EXERCISE MATERIALS start
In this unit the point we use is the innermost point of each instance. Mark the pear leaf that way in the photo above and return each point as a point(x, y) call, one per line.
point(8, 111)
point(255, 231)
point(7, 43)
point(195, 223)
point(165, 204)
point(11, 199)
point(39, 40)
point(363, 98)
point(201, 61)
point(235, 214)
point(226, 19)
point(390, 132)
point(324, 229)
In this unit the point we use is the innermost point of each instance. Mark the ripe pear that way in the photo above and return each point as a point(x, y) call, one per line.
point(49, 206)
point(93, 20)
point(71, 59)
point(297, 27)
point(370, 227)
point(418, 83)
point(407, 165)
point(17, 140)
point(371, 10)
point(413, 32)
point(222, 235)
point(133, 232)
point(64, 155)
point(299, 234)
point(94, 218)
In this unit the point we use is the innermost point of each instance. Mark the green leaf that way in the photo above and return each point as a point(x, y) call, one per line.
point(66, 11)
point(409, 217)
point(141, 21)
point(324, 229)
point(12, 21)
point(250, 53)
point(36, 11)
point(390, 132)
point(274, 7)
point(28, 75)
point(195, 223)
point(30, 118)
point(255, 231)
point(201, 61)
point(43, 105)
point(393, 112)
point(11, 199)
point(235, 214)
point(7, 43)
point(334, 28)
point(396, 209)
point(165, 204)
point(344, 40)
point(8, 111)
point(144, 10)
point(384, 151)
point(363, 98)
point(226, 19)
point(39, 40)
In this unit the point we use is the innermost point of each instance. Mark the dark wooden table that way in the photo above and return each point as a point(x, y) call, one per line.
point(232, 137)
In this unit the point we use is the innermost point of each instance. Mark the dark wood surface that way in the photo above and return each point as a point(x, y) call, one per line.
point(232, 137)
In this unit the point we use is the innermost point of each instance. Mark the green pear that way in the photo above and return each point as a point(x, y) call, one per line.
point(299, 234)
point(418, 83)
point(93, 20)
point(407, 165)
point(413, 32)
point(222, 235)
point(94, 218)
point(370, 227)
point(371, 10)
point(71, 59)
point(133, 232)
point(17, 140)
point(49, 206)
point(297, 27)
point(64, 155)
EXERCISE MATERIALS end
**WHAT YOU ARE ASKED TO DO:** Output the lines above as a numbered list, leaving out any blank lines.

**RESPONSE TO THE EXERCISE:**
1. In this unit the point we use is the innermost point of each instance. Mark the pear leaf that way in the photo above and return each point as a point(x, y) call, one per line.
2. point(8, 111)
3. point(255, 231)
4. point(7, 43)
5. point(195, 223)
6. point(165, 204)
7. point(11, 199)
8. point(39, 40)
9. point(363, 98)
10. point(201, 61)
11. point(235, 214)
12. point(226, 19)
13. point(390, 132)
14. point(324, 229)
15. In this unit the point we use is the innermost point of each instance. Mark the ripe pear that way in the photo above and return each point as a point(x, y) call, one per line.
16. point(49, 206)
17. point(93, 20)
18. point(71, 59)
19. point(297, 27)
20. point(370, 227)
21. point(418, 83)
22. point(407, 165)
23. point(17, 140)
24. point(371, 10)
25. point(413, 32)
26. point(222, 235)
27. point(133, 232)
28. point(64, 155)
29. point(299, 234)
30. point(94, 218)
31. In this unit the point we use is the innermost point of each instance. Mark the green leaf that way in the photo above and return each point as a point(x, y) call, one per line.
32. point(66, 11)
33. point(409, 217)
34. point(141, 21)
35. point(324, 229)
36. point(12, 21)
37. point(250, 53)
38. point(36, 11)
39. point(390, 132)
40. point(274, 7)
41. point(28, 75)
42. point(195, 223)
43. point(30, 118)
44. point(255, 231)
45. point(201, 61)
46. point(43, 105)
47. point(393, 112)
48. point(11, 199)
49. point(235, 214)
50. point(7, 43)
51. point(334, 28)
52. point(396, 209)
53. point(165, 204)
54. point(344, 40)
55. point(8, 111)
56. point(144, 10)
57. point(384, 151)
58. point(363, 98)
59. point(226, 19)
60. point(39, 40)
61. In this unit the point we use is the innermost point of each instance. Mark the dark wooden table that way in the photo above and return each point as a point(x, y) call, one per line.
62. point(232, 137)
63. In this unit the point we use is the innermost point of each instance. Mark the dark wood surface that way in the photo above and return each point as a point(x, y) call, one per line.
64. point(232, 137)
65. In this unit the point we use is the innermost point of each instance. Mark the green pear that way in the photo above and return each point as a point(x, y) call, one per line.
66. point(299, 234)
67. point(418, 83)
68. point(93, 20)
69. point(407, 165)
70. point(413, 32)
71. point(222, 235)
72. point(94, 218)
73. point(370, 227)
74. point(371, 10)
75. point(71, 59)
76. point(133, 232)
77. point(17, 140)
78. point(49, 206)
79. point(297, 27)
80. point(64, 155)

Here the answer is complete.